--- RECORD EXCERPTS Enclosed Below ---

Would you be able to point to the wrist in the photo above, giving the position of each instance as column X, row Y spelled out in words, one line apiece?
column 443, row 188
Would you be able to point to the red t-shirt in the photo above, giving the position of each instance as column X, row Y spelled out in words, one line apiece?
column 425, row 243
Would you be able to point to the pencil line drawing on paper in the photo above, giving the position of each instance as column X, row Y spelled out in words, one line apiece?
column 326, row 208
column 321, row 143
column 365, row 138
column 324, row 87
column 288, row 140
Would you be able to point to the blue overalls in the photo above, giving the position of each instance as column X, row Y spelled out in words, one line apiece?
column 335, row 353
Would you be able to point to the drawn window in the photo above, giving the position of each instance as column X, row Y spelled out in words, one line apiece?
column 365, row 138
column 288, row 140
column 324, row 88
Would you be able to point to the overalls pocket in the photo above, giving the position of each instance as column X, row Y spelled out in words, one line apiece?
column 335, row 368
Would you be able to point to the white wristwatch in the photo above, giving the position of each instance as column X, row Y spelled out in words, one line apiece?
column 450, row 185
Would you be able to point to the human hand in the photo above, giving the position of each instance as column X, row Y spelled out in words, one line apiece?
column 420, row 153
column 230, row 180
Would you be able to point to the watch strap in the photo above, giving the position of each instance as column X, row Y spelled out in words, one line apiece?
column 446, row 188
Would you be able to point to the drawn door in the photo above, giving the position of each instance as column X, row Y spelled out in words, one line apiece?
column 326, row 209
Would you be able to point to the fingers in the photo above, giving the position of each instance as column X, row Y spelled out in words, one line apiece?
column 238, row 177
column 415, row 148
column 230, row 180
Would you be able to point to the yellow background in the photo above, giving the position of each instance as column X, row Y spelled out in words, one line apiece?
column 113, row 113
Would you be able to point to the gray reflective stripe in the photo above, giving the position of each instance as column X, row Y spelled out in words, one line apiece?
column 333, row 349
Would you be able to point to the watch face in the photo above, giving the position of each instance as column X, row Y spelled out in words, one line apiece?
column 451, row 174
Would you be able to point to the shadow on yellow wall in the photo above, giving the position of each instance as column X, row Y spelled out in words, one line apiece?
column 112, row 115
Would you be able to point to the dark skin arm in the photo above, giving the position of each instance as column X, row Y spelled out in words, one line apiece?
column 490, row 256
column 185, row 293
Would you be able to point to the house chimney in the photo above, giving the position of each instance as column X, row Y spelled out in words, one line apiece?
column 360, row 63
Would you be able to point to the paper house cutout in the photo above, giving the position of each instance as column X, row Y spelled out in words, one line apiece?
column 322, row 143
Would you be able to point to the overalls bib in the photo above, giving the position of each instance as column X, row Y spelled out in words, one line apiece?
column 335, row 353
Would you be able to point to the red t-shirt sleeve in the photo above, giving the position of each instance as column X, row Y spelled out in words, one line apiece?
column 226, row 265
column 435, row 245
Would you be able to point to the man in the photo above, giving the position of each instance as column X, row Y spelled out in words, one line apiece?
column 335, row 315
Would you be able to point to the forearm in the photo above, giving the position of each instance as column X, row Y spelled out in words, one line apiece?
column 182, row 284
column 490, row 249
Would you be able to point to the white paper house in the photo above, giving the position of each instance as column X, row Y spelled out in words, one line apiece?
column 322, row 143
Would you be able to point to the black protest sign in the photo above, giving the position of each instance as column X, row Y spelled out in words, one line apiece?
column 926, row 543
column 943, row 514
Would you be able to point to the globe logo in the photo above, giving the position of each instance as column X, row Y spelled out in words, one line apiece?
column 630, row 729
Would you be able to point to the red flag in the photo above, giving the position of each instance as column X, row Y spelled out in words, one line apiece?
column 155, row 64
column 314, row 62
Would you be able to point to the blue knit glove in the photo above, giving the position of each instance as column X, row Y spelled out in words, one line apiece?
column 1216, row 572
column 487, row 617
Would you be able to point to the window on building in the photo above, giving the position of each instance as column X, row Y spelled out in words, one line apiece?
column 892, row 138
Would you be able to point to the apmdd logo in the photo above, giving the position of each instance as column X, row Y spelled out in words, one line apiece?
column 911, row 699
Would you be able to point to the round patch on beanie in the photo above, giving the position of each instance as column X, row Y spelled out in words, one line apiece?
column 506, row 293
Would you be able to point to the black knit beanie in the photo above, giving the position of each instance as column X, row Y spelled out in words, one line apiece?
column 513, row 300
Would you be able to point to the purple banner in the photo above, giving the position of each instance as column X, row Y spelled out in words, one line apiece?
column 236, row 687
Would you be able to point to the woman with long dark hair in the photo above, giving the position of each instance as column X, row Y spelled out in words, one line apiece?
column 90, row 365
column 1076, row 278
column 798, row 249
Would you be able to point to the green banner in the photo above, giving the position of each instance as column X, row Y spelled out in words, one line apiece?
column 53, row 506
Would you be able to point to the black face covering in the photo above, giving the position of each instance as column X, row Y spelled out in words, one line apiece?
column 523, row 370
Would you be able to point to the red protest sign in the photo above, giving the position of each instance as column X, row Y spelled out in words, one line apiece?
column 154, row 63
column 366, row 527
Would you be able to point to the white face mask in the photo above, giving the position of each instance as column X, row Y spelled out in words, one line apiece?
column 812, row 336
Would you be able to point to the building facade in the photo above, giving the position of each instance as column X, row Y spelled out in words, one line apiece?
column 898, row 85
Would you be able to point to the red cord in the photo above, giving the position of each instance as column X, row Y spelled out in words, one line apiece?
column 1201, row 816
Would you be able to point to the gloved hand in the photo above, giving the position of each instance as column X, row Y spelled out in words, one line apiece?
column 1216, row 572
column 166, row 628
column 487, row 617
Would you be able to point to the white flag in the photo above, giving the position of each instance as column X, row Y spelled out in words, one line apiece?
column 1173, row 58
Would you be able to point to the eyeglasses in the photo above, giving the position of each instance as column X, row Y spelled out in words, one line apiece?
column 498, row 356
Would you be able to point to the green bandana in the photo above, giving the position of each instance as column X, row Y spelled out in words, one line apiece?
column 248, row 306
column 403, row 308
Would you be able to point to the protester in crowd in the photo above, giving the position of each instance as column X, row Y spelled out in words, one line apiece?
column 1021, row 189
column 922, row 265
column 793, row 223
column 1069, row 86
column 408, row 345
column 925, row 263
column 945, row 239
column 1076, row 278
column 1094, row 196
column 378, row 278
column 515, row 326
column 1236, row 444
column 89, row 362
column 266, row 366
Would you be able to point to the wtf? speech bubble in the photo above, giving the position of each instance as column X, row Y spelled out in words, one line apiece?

--- End of Enclosed RECORD EXCERPTS ---

TASK STATEMENT >>
The records shown above are to be copied exactly, every one of them.

OUTPUT BELOW >>
Would you be able to point to the wrist in the photo above, giving the position of each instance as column X, row Y spelled out in words, one line apiece?
column 443, row 188
Would you be able to point to the red t-shirt in the photo above, giving the position of each instance as column X, row Y spelled out in words, one line apiece?
column 425, row 243
Would you be able to point to the pencil line drawing on paper in the photo above, giving the position of each instance as column X, row Y spelled out in words, one line apiece?
column 326, row 208
column 321, row 143
column 365, row 138
column 324, row 87
column 288, row 140
Would you be able to point to the blue overalls in the photo above, giving the position of each instance as column X, row Y spelled out in words, one line apiece?
column 335, row 353
Would you be able to point to the drawn window in the photo above, giving the position of each instance as column X, row Y spelled out in words, one line apiece?
column 365, row 138
column 288, row 140
column 324, row 88
Would you be able to point to the overalls pocket in the photo above, giving the position of each instance as column X, row Y spelled out in words, one line apiece?
column 335, row 368
Would you be able to point to the white wristwatch in the photo above, giving the position of each instance as column X, row Y spelled out in words, one line apiece?
column 450, row 185
Would you be able to point to the human hand in the photo above, giving the position of each instance as column X, row Y spelled out in words, one line apiece?
column 420, row 153
column 230, row 180
Would you be able to point to the watch strap in the photo above, giving the position of each instance as column X, row Y spelled out in words, one line apiece?
column 446, row 188
Would you be able to point to the drawn door in the photo above, giving the position of each instance as column X, row Y spelled out in words, one line apiece?
column 326, row 209
Would you be able to point to the fingers in the photo above, giving the position of each instance as column X, row Y spelled out in words, one line apiece?
column 238, row 177
column 415, row 148
column 230, row 180
Would you be able to point to the yellow background in the photo above, giving the position of each instance as column X, row Y spelled out in words, one line apiece?
column 113, row 113
Would you be able to point to the gray reflective stripe in the photo above, giving the position of each instance as column X, row Y spelled out in words, one line apiece?
column 333, row 349
Would you be able to point to the watch face in the photo above, giving the position of each instance as column X, row Y spelled out in words, one line apiece?
column 451, row 174
Would you be able to point to the shadow on yellow wall in the photo above, giving the position of each instance as column X, row Y spelled out in words, one line apiece?
column 112, row 115
Would you be able to point to the dark skin arm in the photo above, giving the position of each instance as column X, row Y spelled out in words, one line apiece?
column 490, row 256
column 185, row 293
Would you be able to point to the house chimney in the photo above, giving the position of each instance as column X, row Y spelled out in words, one line apiece?
column 360, row 63
Would you be able to point to the paper house cutout in the photo above, giving the position of each instance as column X, row Y spelled out in words, one line apiece?
column 322, row 143
Would you be able to point to the overalls bib in the photo above, giving the position of each instance as column X, row Y spelled out in words, one line apiece?
column 335, row 353
Would you be able to point to the red t-shirt sleeve in the photo above, giving the position of each instance as column X, row Y spelled out in words, one line apiece?
column 226, row 265
column 435, row 245
Would you be able to point to the man in the photo above, giving the position of each instance as column X, row Y spelled out in words, one line apiece?
column 335, row 315
Would you be able to point to the forearm in the photo above, giving the position of each instance as column X, row Y spelled out in words, one line apiece?
column 182, row 284
column 490, row 249
Would you be able to point to the white paper house in the photo above, giving the position of each instance as column X, row Y spelled out in words, one line apiece?
column 322, row 143
Would you be able to point to the black protest sign in the photo above, giving the position of each instance as column X, row Y spelled out in words, one line apiece?
column 926, row 543
column 943, row 514
Would you be able to point to the globe logo in the photo above, giving the position of each instance as column X, row Y spelled out in words, one line apiece?
column 630, row 729
Would you be able to point to the red flag in the photo above, giving the position of each instance as column X, row Y spelled out in words, one line apiece?
column 155, row 64
column 314, row 62
Would you be able to point to the blue knit glove in the photo above, giving the position of each instance as column X, row Y spelled out in words, one line apiece?
column 1216, row 572
column 487, row 617
Would you be able to point to the window on building in the photo above, giving the position of each instance as column X, row Y spelled out in words, one line apiece?
column 892, row 138
Would you be able to point to the apmdd logo in the photo above, giving the position of each instance as column X, row Y spelled out in words, one line apiece?
column 911, row 699
Would you be able to point to the round patch on beanie in the photo above, giving the position of each instance as column X, row Y spelled out in words, one line apiece?
column 506, row 293
Would you be able to point to the black knit beanie in the photo above, giving the position of each instance as column X, row Y spelled out in words, one line apiece?
column 513, row 300
Would you be able to point to the purple banner in the photo above, giving the position of each instance as column X, row Y spelled out in words, one line apiece?
column 236, row 687
Would you be able to point to the woman with long dark hair in the photo above, giving the position of each instance as column X, row Y spelled out in words, one line apiece?
column 90, row 365
column 1076, row 278
column 798, row 249
Would you be able to point to the green banner in the photo above, giving the position of each instance as column X, row Y spelled out in words, one line apiece?
column 53, row 506
Would you be able to point to the black face covering in the photo above, giving the position of each instance as column X, row Y spelled out in words, one line apiece?
column 523, row 370
Would you be able to point to the red protest sign in the photo above, giving the position of each instance as column X, row Y spelled out in words, one line apiece?
column 154, row 63
column 366, row 527
Would you be able to point to the white face mask in the photo above, giving the position of each instance as column X, row Y spelled out in words, one line apiece?
column 812, row 336
Would you be able to point to the building facade in the photo above, giving the position of each instance as column X, row Y spelled out in words, one line apiece?
column 898, row 85
Would you be able to point to the red cord in the photo above, giving the position of each instance as column X, row Y spelled out in words, one line apiece?
column 1201, row 816
Would you be able to point to the gloved hand in the photo above, giving the position of each instance as column X, row Y spelled out in words, one line apiece?
column 1216, row 572
column 166, row 628
column 487, row 617
Would you be able to point to the white flag in the photo above, giving the position of each instance as column X, row Y spelled out in words, one line apiece?
column 1173, row 58
Would you be able to point to the eyeglasses in the photo above, giving the position of each instance as column X, row Y spelled out in words, one line apiece?
column 498, row 356
Would you be able to point to the green bandana in the photo above, giving the position of each instance as column X, row Y spelled out in words, one line apiece?
column 248, row 306
column 403, row 308
Would you be able to point to the protester in crowd in the photo above, giving the position of each instance as column X, row Y spelled out in words, one line apiece?
column 1021, row 189
column 922, row 265
column 793, row 223
column 1069, row 86
column 408, row 345
column 925, row 263
column 945, row 239
column 1076, row 278
column 1094, row 196
column 378, row 278
column 515, row 326
column 1236, row 444
column 89, row 362
column 266, row 366
Would you be able to point to the wtf? speech bubble in the photo above, giving the position of each instance as column X, row Y spelled out in words, one line apiece?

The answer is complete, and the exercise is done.